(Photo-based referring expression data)
····················
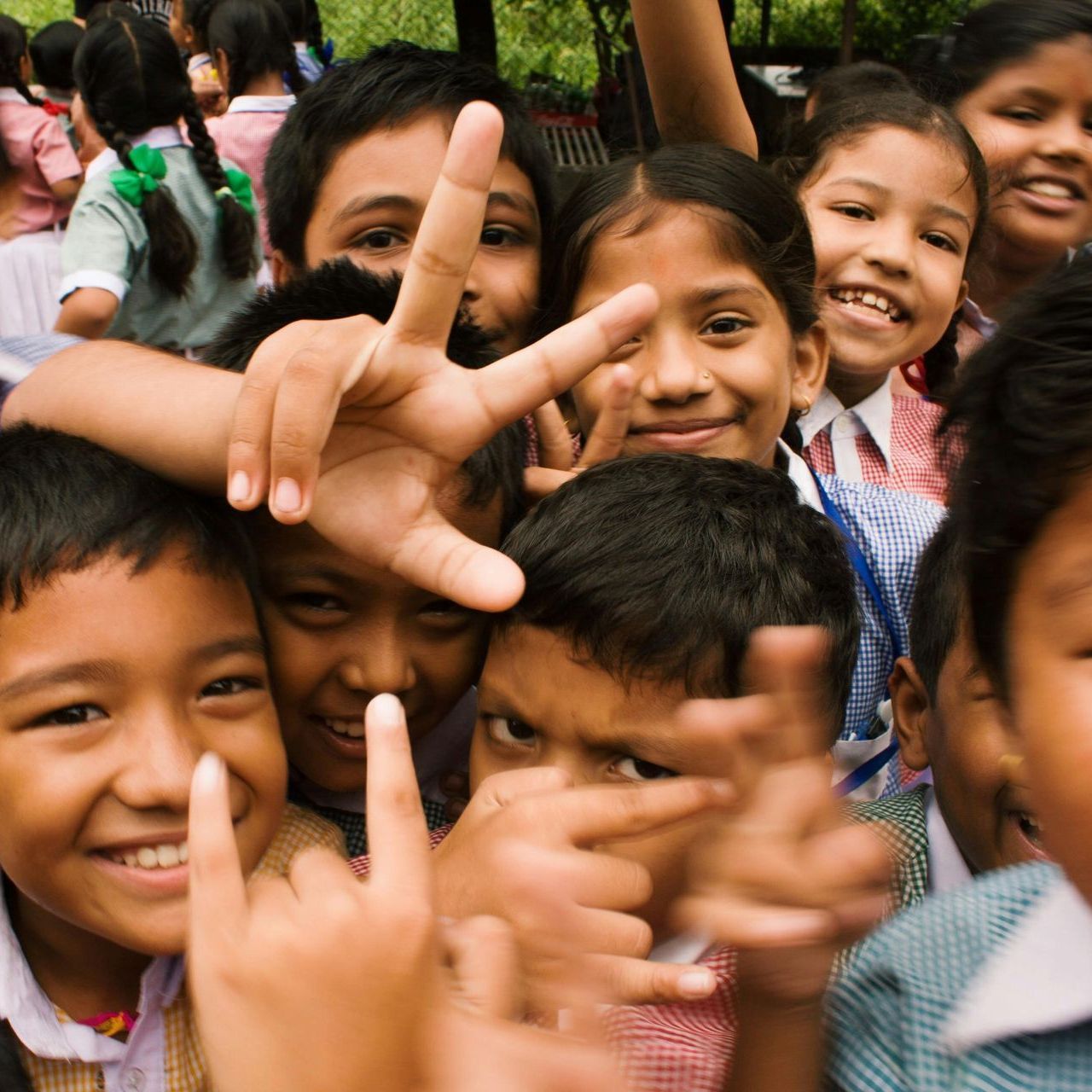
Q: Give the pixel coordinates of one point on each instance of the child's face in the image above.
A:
(537, 706)
(1033, 121)
(1049, 635)
(717, 369)
(963, 737)
(892, 217)
(112, 686)
(342, 631)
(369, 207)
····················
• What needs to be done
From the entries above, output every line exactly and omit any image.

• Exercise answer
Q: Give the pixel coordinates of one point on each instance of the child's face in the image above.
A:
(537, 706)
(1033, 121)
(1049, 635)
(717, 369)
(963, 737)
(892, 217)
(112, 686)
(342, 631)
(369, 207)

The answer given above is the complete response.